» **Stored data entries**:
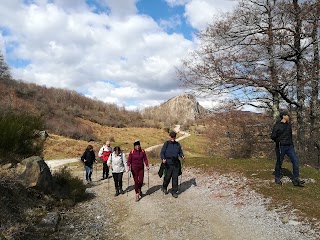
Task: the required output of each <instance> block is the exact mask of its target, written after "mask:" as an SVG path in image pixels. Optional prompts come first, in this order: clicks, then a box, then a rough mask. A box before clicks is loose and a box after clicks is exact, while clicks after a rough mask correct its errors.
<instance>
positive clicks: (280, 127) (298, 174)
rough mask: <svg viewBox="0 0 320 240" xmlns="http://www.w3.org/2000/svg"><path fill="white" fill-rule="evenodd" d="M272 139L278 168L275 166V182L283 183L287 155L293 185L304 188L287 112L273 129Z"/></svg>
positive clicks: (281, 114) (281, 118) (278, 121)
mask: <svg viewBox="0 0 320 240" xmlns="http://www.w3.org/2000/svg"><path fill="white" fill-rule="evenodd" d="M271 139H272V140H273V141H274V142H275V143H276V156H277V161H276V166H275V169H274V170H275V172H274V174H275V182H276V183H277V184H282V182H281V166H282V162H283V159H284V156H285V155H287V156H288V157H289V158H290V160H291V163H292V175H293V176H292V183H293V185H294V186H299V187H302V186H303V184H304V181H301V180H300V179H299V162H298V157H297V154H296V152H295V150H294V146H293V141H292V127H291V123H290V122H289V114H288V112H287V111H283V112H281V113H280V121H277V122H276V123H275V125H274V127H273V130H272V134H271Z"/></svg>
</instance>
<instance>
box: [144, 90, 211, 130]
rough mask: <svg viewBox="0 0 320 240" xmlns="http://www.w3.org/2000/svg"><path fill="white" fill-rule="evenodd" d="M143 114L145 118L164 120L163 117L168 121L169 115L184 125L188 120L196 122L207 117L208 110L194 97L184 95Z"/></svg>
mask: <svg viewBox="0 0 320 240" xmlns="http://www.w3.org/2000/svg"><path fill="white" fill-rule="evenodd" d="M141 113H142V115H145V116H149V115H150V116H153V118H154V119H162V117H164V118H165V119H166V118H168V115H169V116H170V119H173V120H174V121H175V122H177V123H179V124H183V123H185V122H187V121H188V120H192V121H194V120H196V119H198V118H201V117H203V116H205V115H206V114H207V113H208V110H206V109H205V108H204V107H202V106H201V105H200V104H199V103H198V102H197V100H196V98H195V97H194V96H192V95H190V94H182V95H180V96H177V97H173V98H171V99H169V100H168V101H166V102H164V103H162V104H161V105H160V106H155V107H149V108H146V109H143V110H142V111H141Z"/></svg>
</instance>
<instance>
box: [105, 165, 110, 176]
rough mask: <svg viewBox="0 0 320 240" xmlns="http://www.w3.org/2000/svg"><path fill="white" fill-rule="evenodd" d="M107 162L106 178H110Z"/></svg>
mask: <svg viewBox="0 0 320 240" xmlns="http://www.w3.org/2000/svg"><path fill="white" fill-rule="evenodd" d="M105 163H106V178H107V179H108V178H109V167H108V164H107V162H105Z"/></svg>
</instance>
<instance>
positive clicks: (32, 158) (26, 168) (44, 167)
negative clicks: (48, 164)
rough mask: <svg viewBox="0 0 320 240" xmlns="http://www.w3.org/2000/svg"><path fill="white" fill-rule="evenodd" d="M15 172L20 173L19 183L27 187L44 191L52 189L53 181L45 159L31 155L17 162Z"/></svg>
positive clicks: (45, 191) (53, 190)
mask: <svg viewBox="0 0 320 240" xmlns="http://www.w3.org/2000/svg"><path fill="white" fill-rule="evenodd" d="M17 173H18V174H19V175H20V180H21V183H22V184H23V185H24V186H25V187H27V188H31V187H33V188H36V189H38V190H40V191H41V192H44V193H52V192H53V191H54V187H55V186H54V181H53V178H52V175H51V172H50V169H49V167H48V165H47V164H46V163H45V161H44V160H43V159H42V158H40V157H38V156H33V157H29V158H26V159H24V160H22V161H21V162H20V163H18V166H17Z"/></svg>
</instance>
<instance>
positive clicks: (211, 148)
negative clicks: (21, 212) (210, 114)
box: [45, 124, 320, 222]
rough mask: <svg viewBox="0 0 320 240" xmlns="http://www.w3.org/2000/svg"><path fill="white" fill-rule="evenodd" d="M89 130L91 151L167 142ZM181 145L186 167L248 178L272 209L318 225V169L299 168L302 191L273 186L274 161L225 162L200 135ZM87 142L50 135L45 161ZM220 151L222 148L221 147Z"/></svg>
mask: <svg viewBox="0 0 320 240" xmlns="http://www.w3.org/2000/svg"><path fill="white" fill-rule="evenodd" d="M93 128H94V129H95V131H96V134H97V136H98V138H99V141H100V142H95V143H94V146H95V149H98V148H99V147H100V145H101V144H102V143H103V142H104V141H105V140H108V139H110V138H111V137H113V138H114V140H115V142H113V146H115V145H116V144H119V145H121V146H122V147H123V149H124V150H129V149H131V148H132V142H133V141H134V140H135V139H137V138H138V139H140V140H141V142H142V145H143V147H144V148H146V147H149V146H152V145H157V144H160V143H163V142H164V141H165V140H167V133H166V132H164V131H162V130H159V129H151V128H150V129H149V128H124V129H118V128H109V127H107V128H105V127H102V126H100V125H98V124H95V125H94V126H93ZM180 143H181V146H182V148H183V151H184V153H185V155H186V165H185V166H188V167H195V168H200V169H202V170H203V172H206V173H207V174H210V173H211V172H213V171H218V172H221V173H229V172H237V173H240V174H243V175H245V176H247V177H248V179H249V184H250V185H251V187H252V188H253V189H255V190H256V191H257V192H259V193H261V194H263V195H264V196H266V197H269V198H272V199H273V203H274V206H273V207H277V205H290V207H291V208H295V209H297V210H298V211H299V212H300V216H301V217H306V218H308V219H312V220H313V221H314V222H318V221H319V219H320V209H319V208H318V207H317V203H318V202H319V200H320V199H319V198H320V197H319V196H320V175H319V170H317V169H314V168H311V167H309V166H301V169H300V172H301V177H302V178H310V179H313V181H314V182H312V183H306V184H305V187H304V188H297V187H294V186H293V185H292V184H291V183H286V184H284V185H283V186H282V187H280V186H279V185H276V184H274V182H273V179H274V176H273V175H272V172H273V168H274V159H257V158H252V159H226V158H223V157H219V156H218V154H217V152H219V151H218V150H217V151H215V149H216V148H217V147H216V146H215V143H213V142H212V143H211V142H209V141H208V139H207V138H206V137H205V136H204V135H191V136H190V137H188V138H185V139H183V140H182V141H181V142H180ZM87 144H88V143H87V142H84V141H75V140H71V139H67V138H62V137H59V136H54V135H52V136H50V138H49V139H48V140H47V142H46V150H45V156H46V159H55V158H66V157H78V156H79V155H80V154H82V152H83V150H84V148H85V147H86V145H87ZM221 148H223V146H221ZM159 151H160V148H158V149H157V150H155V151H154V152H152V153H150V155H149V161H150V163H153V164H160V161H159V158H158V152H159ZM283 167H285V168H287V169H289V170H291V164H290V163H288V162H285V163H284V165H283Z"/></svg>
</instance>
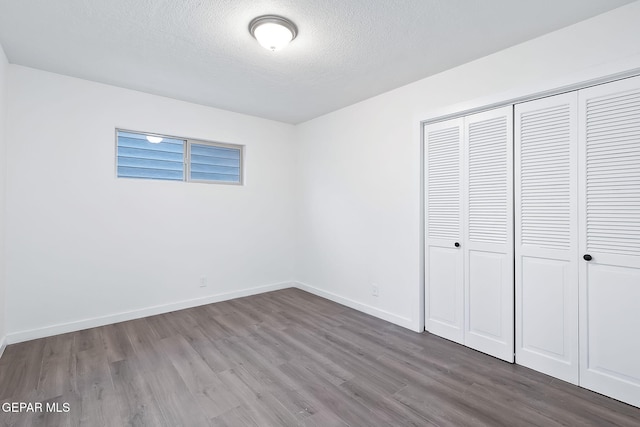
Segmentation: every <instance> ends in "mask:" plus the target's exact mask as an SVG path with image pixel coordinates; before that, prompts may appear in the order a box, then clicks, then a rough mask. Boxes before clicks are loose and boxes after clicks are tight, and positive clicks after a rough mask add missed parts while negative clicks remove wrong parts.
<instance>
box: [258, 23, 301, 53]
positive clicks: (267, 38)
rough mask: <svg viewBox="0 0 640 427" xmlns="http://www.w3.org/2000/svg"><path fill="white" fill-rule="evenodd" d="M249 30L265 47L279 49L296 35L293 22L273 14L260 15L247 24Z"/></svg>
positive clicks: (258, 42) (296, 30)
mask: <svg viewBox="0 0 640 427" xmlns="http://www.w3.org/2000/svg"><path fill="white" fill-rule="evenodd" d="M249 32H250V33H251V35H252V36H253V37H255V38H256V40H258V43H260V45H261V46H262V47H264V48H265V49H269V50H271V51H275V50H280V49H282V48H283V47H285V46H286V45H288V44H289V43H290V42H291V40H293V39H295V38H296V36H297V35H298V29H297V28H296V26H295V24H294V23H293V22H291V21H289V20H287V19H285V18H282V17H280V16H275V15H265V16H260V17H258V18H256V19H254V20H253V21H251V23H250V24H249Z"/></svg>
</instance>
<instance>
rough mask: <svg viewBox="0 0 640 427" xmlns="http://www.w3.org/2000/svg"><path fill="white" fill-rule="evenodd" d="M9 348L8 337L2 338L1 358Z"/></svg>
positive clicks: (4, 337) (0, 350) (0, 339)
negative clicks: (7, 339) (5, 348)
mask: <svg viewBox="0 0 640 427" xmlns="http://www.w3.org/2000/svg"><path fill="white" fill-rule="evenodd" d="M5 348H7V337H2V338H0V357H2V355H3V354H4V349H5Z"/></svg>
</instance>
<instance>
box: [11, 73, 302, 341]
mask: <svg viewBox="0 0 640 427" xmlns="http://www.w3.org/2000/svg"><path fill="white" fill-rule="evenodd" d="M9 84H10V91H9V99H8V106H9V110H8V121H7V124H8V128H7V144H8V145H7V165H8V166H7V217H6V224H7V236H6V242H7V247H8V248H9V251H8V253H7V283H8V289H7V299H8V300H9V301H10V302H11V303H10V304H9V307H8V313H7V328H8V330H9V331H10V332H11V333H10V334H9V336H8V338H9V341H10V342H16V341H21V340H25V339H30V338H34V337H38V336H44V335H50V334H54V333H59V332H63V331H68V330H74V329H78V328H82V327H90V326H94V325H97V324H104V323H110V322H112V321H116V320H121V319H125V318H131V317H135V316H142V315H146V314H149V313H155V312H162V311H167V310H169V309H176V308H181V307H184V306H189V305H197V304H203V303H206V302H209V301H216V300H220V299H224V298H229V297H234V296H238V295H243V294H247V293H255V292H260V291H264V290H270V289H274V288H281V287H288V286H290V284H291V280H292V278H293V277H292V274H293V247H294V243H293V238H294V235H293V232H294V227H293V225H292V224H293V219H294V216H293V212H294V206H293V191H292V174H293V169H292V165H293V160H294V150H293V149H294V146H293V142H294V141H293V136H294V127H293V126H291V125H286V124H282V123H278V122H273V121H269V120H263V119H258V118H255V117H250V116H245V115H241V114H236V113H231V112H226V111H222V110H217V109H213V108H208V107H203V106H198V105H194V104H189V103H185V102H181V101H176V100H172V99H167V98H162V97H157V96H152V95H148V94H143V93H140V92H135V91H130V90H125V89H120V88H116V87H111V86H107V85H103V84H97V83H92V82H88V81H84V80H79V79H75V78H70V77H65V76H60V75H56V74H52V73H47V72H43V71H38V70H34V69H30V68H25V67H21V66H16V65H10V66H9ZM116 127H120V128H124V129H131V130H140V131H148V132H157V133H164V134H168V135H177V136H185V137H193V138H200V139H205V140H213V141H221V142H228V143H235V144H245V145H246V151H245V154H246V163H245V169H246V185H244V186H233V185H215V184H197V183H183V182H162V181H152V180H131V179H117V178H116V177H115V131H114V129H115V128H116ZM200 276H207V277H208V282H209V284H208V287H206V288H200V287H199V278H200Z"/></svg>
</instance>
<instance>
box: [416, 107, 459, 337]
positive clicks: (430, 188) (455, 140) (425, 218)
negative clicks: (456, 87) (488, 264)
mask: <svg viewBox="0 0 640 427" xmlns="http://www.w3.org/2000/svg"><path fill="white" fill-rule="evenodd" d="M462 125H463V121H462V119H454V120H448V121H445V122H441V123H434V124H428V125H425V127H424V154H425V159H424V165H425V172H424V175H425V222H426V223H425V233H426V238H425V251H424V252H425V282H426V283H425V329H426V330H427V331H429V332H431V333H434V334H436V335H439V336H441V337H444V338H447V339H450V340H452V341H455V342H457V343H462V342H463V333H464V329H463V304H464V302H463V301H464V295H463V287H464V275H463V271H464V258H463V252H462V250H460V249H459V246H460V242H462V184H463V181H462V153H461V144H462ZM456 243H457V244H458V246H456Z"/></svg>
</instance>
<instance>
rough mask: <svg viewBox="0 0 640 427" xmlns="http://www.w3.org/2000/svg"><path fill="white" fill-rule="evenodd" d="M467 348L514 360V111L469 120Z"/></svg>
mask: <svg viewBox="0 0 640 427" xmlns="http://www.w3.org/2000/svg"><path fill="white" fill-rule="evenodd" d="M464 136H465V138H464V142H465V144H464V151H465V155H464V158H465V166H464V170H465V185H464V188H465V195H464V201H465V202H464V217H465V239H464V243H463V245H462V248H463V252H464V253H465V263H466V266H465V279H464V281H465V304H464V306H465V339H464V342H465V345H467V346H469V347H471V348H474V349H476V350H479V351H482V352H484V353H487V354H490V355H492V356H495V357H498V358H500V359H503V360H506V361H509V362H513V344H514V343H513V297H514V294H513V293H514V289H513V108H512V107H511V106H509V107H504V108H500V109H496V110H492V111H488V112H485V113H479V114H475V115H472V116H468V117H465V133H464Z"/></svg>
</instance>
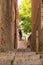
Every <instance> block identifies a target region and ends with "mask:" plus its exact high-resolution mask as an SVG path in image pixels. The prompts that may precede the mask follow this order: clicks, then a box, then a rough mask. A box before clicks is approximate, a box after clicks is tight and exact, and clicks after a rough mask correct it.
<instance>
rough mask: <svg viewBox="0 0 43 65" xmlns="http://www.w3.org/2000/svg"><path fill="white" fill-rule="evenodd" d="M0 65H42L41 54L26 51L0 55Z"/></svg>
mask: <svg viewBox="0 0 43 65" xmlns="http://www.w3.org/2000/svg"><path fill="white" fill-rule="evenodd" d="M0 65H43V54H37V53H36V52H28V51H16V52H14V51H9V52H4V53H0Z"/></svg>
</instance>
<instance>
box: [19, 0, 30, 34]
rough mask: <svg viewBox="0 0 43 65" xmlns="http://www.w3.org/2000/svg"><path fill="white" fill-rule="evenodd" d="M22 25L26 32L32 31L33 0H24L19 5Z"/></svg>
mask: <svg viewBox="0 0 43 65" xmlns="http://www.w3.org/2000/svg"><path fill="white" fill-rule="evenodd" d="M19 19H20V25H21V27H23V32H24V33H25V34H27V33H29V32H31V0H22V1H21V4H20V6H19Z"/></svg>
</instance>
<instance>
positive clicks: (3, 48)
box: [0, 0, 13, 50]
mask: <svg viewBox="0 0 43 65" xmlns="http://www.w3.org/2000/svg"><path fill="white" fill-rule="evenodd" d="M0 13H1V15H0V25H1V26H0V31H1V32H0V46H1V47H0V48H3V50H4V49H5V50H6V49H7V50H8V49H9V50H11V48H13V47H12V40H11V38H12V37H11V32H12V30H11V22H12V14H11V0H0Z"/></svg>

» **REQUIREMENT**: Rewrite the lines from the very first through the one containing "positive clicks: (280, 127) (298, 174)", inclusive, putting "points" wherever "clicks" appears and keeping everything else the same. Leave the pictures out.

» **FINAL ANSWER**:
Task: the required output of each <instance> block is the exact mask of its target, written after "mask:" as an SVG path in image pixels. Optional prompts come first, in this order: points, then a box, then a rough mask. A box before points is loose and a box after points is exact, while points after a rough mask correct its errors.
<instance>
positive points: (280, 127) (298, 174)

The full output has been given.